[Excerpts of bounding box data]
◇ ◇ ◇ ◇
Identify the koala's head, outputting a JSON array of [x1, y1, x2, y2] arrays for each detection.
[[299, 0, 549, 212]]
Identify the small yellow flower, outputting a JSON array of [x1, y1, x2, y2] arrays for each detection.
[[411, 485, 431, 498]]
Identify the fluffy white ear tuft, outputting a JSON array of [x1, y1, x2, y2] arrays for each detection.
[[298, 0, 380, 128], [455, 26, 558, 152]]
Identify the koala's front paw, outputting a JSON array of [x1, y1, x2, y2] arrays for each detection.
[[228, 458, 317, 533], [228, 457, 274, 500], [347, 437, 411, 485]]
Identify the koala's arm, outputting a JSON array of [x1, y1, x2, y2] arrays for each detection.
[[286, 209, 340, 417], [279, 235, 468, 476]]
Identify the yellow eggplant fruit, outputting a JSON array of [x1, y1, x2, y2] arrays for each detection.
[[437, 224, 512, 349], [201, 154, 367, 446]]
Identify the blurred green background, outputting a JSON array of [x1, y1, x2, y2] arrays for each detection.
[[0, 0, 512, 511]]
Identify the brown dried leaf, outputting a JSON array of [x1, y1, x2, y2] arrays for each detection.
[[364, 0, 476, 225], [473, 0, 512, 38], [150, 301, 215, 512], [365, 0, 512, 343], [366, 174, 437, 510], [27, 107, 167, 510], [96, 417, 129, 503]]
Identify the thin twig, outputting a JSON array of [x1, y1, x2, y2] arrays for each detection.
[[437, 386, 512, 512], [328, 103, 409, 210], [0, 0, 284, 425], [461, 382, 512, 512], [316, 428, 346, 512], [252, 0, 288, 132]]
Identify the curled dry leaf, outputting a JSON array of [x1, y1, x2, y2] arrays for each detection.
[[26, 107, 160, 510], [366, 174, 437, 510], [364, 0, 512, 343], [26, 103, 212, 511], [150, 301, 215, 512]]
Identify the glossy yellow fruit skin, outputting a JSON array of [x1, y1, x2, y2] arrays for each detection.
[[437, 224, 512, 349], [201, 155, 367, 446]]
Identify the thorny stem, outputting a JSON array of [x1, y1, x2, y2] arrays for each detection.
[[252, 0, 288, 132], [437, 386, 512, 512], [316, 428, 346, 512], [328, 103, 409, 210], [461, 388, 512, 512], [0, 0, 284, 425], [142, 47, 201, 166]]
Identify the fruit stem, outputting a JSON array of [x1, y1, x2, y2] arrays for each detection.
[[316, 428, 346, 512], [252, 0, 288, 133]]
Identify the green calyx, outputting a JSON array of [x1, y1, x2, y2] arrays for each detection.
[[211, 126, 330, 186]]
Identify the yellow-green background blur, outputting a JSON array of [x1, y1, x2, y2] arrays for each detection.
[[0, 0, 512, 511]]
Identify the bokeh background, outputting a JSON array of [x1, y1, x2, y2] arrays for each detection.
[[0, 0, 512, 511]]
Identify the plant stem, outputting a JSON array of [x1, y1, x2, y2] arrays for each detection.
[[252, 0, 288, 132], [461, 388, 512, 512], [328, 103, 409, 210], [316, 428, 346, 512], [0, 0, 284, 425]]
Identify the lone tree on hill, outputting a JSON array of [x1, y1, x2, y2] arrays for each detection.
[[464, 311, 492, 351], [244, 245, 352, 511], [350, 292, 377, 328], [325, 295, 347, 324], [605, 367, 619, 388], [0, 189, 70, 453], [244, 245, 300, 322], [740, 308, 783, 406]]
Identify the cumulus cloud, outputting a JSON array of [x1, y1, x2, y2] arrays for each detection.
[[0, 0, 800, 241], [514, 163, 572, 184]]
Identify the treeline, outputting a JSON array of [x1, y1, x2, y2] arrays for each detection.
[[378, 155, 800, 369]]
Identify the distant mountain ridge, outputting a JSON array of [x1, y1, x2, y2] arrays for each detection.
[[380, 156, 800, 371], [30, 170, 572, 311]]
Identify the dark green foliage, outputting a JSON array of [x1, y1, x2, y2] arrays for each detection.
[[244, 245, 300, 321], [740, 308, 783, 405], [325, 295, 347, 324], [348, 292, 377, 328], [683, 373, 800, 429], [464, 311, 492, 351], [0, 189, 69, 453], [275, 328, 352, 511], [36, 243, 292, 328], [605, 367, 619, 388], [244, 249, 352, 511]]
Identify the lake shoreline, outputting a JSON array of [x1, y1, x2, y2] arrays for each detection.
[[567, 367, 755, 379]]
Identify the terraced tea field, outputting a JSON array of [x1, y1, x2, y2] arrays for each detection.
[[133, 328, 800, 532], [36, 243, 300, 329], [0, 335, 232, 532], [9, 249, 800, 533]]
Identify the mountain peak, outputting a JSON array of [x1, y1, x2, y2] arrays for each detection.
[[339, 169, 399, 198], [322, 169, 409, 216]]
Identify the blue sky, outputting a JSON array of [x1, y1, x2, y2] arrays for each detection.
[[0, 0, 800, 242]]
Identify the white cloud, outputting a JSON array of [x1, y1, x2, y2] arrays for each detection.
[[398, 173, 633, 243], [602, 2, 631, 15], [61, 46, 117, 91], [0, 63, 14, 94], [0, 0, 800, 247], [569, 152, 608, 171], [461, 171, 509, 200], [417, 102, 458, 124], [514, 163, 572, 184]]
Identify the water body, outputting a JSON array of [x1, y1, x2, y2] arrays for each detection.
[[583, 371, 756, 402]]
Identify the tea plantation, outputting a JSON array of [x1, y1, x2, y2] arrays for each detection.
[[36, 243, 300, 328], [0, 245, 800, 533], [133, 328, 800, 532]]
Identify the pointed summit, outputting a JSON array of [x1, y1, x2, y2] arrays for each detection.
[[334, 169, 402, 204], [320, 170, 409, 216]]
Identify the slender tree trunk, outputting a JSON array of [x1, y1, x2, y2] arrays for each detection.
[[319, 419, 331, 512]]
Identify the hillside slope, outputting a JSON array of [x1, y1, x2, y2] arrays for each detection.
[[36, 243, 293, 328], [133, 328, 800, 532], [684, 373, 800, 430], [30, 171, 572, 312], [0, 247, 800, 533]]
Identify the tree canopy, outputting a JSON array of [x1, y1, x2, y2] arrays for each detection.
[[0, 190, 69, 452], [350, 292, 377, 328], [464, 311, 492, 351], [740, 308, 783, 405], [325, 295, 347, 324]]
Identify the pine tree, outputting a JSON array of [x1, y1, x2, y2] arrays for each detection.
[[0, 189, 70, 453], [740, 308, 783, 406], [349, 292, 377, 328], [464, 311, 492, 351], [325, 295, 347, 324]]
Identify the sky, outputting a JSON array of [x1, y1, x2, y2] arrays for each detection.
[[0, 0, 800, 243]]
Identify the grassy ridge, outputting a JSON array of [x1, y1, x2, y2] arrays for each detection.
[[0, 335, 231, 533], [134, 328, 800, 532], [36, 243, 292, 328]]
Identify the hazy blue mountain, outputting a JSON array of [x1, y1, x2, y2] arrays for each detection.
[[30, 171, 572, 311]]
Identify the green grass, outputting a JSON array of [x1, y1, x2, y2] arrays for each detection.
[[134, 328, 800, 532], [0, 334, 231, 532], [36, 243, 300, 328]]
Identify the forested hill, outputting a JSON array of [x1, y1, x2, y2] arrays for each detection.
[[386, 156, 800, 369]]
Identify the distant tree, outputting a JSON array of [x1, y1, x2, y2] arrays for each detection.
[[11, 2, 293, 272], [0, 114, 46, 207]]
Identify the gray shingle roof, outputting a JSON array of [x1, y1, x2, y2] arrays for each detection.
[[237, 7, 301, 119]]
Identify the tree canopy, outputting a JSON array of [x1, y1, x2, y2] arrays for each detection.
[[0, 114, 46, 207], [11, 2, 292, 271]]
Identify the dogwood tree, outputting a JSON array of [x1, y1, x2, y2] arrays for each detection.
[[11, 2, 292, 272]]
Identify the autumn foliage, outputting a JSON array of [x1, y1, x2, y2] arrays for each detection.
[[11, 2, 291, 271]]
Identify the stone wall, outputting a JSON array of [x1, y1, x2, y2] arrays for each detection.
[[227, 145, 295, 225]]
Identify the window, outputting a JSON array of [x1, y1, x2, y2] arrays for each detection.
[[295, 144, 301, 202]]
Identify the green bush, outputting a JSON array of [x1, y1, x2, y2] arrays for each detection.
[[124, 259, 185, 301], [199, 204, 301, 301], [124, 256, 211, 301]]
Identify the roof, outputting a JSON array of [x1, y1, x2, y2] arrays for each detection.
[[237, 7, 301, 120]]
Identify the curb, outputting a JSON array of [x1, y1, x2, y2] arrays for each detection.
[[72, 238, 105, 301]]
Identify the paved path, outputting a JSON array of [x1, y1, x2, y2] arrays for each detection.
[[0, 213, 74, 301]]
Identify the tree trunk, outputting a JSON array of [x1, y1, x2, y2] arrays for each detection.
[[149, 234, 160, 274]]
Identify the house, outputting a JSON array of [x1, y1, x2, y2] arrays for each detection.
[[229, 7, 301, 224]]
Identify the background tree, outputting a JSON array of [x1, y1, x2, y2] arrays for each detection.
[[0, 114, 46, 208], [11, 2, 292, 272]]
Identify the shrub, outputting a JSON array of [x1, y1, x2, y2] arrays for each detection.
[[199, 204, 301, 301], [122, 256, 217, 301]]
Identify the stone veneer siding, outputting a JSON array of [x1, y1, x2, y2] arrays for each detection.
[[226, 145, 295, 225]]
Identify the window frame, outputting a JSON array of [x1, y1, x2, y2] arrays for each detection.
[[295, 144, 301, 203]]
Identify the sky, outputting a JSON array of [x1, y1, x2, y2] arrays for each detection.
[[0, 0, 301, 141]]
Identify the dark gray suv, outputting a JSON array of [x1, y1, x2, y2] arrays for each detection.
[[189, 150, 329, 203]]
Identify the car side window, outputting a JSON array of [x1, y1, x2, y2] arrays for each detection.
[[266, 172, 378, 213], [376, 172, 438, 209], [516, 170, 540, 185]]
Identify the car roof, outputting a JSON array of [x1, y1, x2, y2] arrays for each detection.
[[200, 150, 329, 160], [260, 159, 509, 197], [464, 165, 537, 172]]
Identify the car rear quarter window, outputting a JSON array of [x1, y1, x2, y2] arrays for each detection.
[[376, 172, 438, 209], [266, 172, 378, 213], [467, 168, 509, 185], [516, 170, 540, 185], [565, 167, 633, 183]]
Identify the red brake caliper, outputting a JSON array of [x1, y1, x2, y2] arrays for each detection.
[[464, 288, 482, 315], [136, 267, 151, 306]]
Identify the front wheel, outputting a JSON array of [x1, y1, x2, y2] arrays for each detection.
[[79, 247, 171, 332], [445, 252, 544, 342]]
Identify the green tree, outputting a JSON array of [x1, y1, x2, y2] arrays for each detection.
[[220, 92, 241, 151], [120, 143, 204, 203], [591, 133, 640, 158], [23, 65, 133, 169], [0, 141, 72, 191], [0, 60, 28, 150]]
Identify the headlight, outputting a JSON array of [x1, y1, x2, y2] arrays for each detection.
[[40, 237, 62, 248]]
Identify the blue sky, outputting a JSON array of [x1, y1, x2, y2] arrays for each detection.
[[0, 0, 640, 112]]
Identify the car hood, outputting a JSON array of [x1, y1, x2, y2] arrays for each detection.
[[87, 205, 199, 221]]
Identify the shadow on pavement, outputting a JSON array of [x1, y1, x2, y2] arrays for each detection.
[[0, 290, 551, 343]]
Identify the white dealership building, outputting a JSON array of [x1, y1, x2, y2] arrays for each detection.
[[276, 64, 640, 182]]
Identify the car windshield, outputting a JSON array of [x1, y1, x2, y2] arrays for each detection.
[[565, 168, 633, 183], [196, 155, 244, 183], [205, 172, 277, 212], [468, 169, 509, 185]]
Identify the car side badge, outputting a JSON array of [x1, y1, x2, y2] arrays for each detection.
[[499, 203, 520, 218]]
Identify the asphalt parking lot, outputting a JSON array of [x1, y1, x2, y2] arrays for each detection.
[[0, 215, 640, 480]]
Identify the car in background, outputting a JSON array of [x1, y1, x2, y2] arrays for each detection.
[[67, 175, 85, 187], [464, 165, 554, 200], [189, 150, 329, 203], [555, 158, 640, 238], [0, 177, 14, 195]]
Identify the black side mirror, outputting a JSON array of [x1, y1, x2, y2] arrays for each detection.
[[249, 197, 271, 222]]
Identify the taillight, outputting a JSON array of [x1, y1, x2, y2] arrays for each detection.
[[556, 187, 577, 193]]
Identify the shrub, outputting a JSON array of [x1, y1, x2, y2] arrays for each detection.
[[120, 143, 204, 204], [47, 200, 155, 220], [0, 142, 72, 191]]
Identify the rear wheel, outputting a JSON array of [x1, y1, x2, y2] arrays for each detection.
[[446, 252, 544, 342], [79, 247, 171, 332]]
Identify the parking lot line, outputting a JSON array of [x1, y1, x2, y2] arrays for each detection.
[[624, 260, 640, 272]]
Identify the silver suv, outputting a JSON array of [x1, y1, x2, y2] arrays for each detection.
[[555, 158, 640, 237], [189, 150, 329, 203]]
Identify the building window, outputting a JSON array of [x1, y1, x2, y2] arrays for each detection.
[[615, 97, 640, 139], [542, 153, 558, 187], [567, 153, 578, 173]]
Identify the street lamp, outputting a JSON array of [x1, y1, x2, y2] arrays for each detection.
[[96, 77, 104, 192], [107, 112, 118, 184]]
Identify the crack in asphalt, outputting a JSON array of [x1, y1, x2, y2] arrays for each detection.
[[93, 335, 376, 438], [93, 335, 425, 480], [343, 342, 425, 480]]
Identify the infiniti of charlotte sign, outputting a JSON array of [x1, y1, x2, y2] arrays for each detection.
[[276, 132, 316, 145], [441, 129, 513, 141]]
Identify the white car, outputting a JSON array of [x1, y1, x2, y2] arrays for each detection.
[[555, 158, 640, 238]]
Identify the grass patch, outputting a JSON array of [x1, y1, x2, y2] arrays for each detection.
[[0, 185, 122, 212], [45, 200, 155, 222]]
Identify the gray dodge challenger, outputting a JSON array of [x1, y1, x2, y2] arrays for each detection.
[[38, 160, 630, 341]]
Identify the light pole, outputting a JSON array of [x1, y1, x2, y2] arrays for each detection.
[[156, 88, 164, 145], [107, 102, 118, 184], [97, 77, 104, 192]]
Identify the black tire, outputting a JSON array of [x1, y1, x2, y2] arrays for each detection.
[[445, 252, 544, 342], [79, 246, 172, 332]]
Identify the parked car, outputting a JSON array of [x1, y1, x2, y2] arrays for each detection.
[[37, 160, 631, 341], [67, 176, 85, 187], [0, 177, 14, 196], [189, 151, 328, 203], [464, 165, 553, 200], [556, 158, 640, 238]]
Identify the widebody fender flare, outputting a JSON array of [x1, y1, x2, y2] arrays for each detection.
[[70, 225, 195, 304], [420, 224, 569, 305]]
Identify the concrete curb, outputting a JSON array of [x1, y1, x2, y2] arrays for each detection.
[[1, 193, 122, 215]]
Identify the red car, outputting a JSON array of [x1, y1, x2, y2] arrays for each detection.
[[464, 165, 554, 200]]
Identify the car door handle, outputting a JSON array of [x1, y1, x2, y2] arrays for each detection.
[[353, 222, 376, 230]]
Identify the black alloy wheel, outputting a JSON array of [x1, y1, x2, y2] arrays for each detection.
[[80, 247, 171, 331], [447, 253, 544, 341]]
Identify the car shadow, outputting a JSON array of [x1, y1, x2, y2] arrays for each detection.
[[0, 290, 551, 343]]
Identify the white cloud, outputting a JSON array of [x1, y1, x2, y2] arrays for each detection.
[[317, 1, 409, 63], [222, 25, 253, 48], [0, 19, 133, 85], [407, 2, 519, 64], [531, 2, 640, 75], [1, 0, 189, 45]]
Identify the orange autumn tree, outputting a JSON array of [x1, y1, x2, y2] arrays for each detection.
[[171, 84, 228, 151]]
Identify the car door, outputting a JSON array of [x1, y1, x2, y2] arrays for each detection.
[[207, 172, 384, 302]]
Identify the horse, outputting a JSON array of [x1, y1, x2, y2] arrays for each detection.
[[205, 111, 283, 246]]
◇ ◇ ◇ ◇
### Your objective
Rewrite the entries above from the line containing "Identify the autumn" through the line containing "[[226, 145, 295, 225]]", both included, keeping every request line. Multiply each box coordinate in the answers by 1.8 and round to the nearest whole number, with halves going up.

### Response to this task
Identify the autumn foliage, outputting a JSON array of [x1, y1, x2, y2] arrays for each detection.
[[20, 4, 524, 488]]
Identify the stone wall, outputting a JSON array of [x1, y1, x2, y2] arrays for each detection.
[[409, 261, 531, 405]]
Identify the window, outputting a JSON array of [x1, y1, x2, y2] arrays for each detection.
[[531, 259, 542, 364]]
Identify the green bush, outputting a JSON array of [x1, y1, x2, y2] arrays for each detection.
[[223, 466, 333, 542], [358, 367, 542, 542], [223, 461, 380, 542]]
Identify the roof, outputting a JSON array of [x1, y1, x2, y2] arrays for each detection.
[[427, 13, 542, 216]]
Identify the curb, outputting a JSON array of [x1, y1, x2, y2] arrays for each detection.
[[130, 428, 189, 542]]
Identify the paved path, outputting a JSON array of [x1, y1, x2, y2] arrays for each detection.
[[0, 383, 133, 542]]
Identify the tree trunk, outputting a JSON array of [x1, y1, x2, y2] arrays for each detection.
[[268, 421, 288, 493]]
Identify the house, outputting a JSON array of [x1, y1, x2, y2] arrays for each detection.
[[412, 13, 542, 403]]
Identify the background tree, outputting a JSON array of [x1, y1, x2, y2] arrays for each detection.
[[0, 205, 83, 374], [20, 4, 526, 490]]
Identify the shrub, outputting a JSON array of [x1, y1, x2, y2] arrays for each detection.
[[358, 367, 542, 542], [220, 461, 391, 542]]
Identify the stone veneer siding, outputting a JSON array of [x1, y1, x2, y2] arrays for each detection.
[[407, 261, 531, 405]]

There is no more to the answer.